---------- DATA FOR THIS EXERCISE ----------

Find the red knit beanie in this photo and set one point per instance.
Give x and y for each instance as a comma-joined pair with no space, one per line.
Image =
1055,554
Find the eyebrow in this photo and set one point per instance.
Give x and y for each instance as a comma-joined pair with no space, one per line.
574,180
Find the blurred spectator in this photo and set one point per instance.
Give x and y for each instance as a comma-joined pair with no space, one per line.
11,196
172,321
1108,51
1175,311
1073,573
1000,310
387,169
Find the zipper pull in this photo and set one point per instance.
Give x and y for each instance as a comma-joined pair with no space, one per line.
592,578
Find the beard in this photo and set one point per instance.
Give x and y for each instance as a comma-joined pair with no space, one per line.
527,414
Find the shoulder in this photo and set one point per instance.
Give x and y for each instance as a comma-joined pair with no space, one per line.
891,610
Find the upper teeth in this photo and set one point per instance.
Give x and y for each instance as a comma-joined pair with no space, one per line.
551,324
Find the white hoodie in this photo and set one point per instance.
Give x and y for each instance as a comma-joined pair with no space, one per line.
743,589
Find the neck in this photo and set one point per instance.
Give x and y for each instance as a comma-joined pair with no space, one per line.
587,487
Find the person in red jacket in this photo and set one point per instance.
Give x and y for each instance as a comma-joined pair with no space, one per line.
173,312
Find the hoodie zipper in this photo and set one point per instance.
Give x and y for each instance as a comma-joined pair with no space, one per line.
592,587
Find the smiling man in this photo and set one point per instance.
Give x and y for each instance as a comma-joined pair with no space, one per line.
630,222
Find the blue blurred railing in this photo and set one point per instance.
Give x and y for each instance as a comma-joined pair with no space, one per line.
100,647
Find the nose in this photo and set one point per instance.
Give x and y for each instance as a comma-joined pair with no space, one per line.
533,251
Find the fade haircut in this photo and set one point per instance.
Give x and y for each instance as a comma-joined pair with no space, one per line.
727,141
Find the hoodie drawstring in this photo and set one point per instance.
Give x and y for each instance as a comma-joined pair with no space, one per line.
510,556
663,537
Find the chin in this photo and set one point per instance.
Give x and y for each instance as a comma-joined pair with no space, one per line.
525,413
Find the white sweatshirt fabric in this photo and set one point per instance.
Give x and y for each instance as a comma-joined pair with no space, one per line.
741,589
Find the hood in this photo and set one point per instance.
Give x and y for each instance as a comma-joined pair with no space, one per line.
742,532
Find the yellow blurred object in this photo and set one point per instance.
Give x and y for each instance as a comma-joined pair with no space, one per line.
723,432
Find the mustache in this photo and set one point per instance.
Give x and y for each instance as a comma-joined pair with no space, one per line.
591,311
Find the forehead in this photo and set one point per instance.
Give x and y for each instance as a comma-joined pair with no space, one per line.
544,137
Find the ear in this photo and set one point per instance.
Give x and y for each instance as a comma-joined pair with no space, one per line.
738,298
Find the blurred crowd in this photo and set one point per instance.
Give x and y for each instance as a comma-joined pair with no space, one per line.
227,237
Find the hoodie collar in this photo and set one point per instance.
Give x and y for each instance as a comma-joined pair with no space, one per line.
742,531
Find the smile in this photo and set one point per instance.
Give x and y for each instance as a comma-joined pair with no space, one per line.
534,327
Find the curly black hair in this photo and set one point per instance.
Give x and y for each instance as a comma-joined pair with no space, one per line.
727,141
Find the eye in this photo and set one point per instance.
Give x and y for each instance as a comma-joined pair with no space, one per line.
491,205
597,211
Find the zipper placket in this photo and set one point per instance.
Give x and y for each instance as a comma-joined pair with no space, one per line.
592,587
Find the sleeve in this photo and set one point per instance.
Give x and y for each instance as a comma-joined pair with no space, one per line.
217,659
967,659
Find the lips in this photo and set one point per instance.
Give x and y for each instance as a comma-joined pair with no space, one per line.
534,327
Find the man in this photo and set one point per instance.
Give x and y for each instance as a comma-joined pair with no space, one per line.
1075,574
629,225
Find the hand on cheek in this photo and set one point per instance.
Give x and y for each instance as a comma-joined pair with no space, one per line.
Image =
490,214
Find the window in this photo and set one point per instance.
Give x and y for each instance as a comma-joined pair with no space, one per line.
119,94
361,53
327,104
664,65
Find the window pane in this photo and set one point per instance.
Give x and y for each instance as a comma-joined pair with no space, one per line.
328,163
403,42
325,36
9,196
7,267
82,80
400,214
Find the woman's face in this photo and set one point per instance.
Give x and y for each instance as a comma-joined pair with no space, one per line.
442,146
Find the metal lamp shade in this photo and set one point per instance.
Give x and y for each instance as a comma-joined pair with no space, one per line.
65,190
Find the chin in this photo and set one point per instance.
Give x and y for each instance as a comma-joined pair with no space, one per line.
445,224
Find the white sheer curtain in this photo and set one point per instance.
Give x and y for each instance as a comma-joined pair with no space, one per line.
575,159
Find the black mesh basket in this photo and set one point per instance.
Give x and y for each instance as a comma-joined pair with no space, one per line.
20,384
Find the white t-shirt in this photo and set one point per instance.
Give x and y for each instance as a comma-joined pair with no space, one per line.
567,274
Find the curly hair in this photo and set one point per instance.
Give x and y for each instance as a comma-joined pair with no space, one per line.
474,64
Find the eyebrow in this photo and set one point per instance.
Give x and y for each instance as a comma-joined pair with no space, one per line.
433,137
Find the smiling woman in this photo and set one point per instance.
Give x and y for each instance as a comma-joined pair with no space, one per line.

----------

**AIM**. Nothing but the lines from the line with "Find the white t-shirt" to the last line of the listing above should appear; please retype them exactly, both ends included.

**FULL OUTPUT**.
Find the white t-shirt in this photo and set one point per instance.
Give x and y for each instance as a comma-joined pair with no space, one per line.
567,274
Find the curly hair in this photo and set one point per instance.
Give x and y for each instance as a comma-joined pair with no space, one per line.
474,64
Find the eyebrow in this photo and set one point per instance.
Give x and y for each instance as a comma-joined pair with no space, one per line.
433,137
Find the smiling woman in this photo and set one point per instance.
Give x and y for each instance as a comma-joined pair with no space, one per line.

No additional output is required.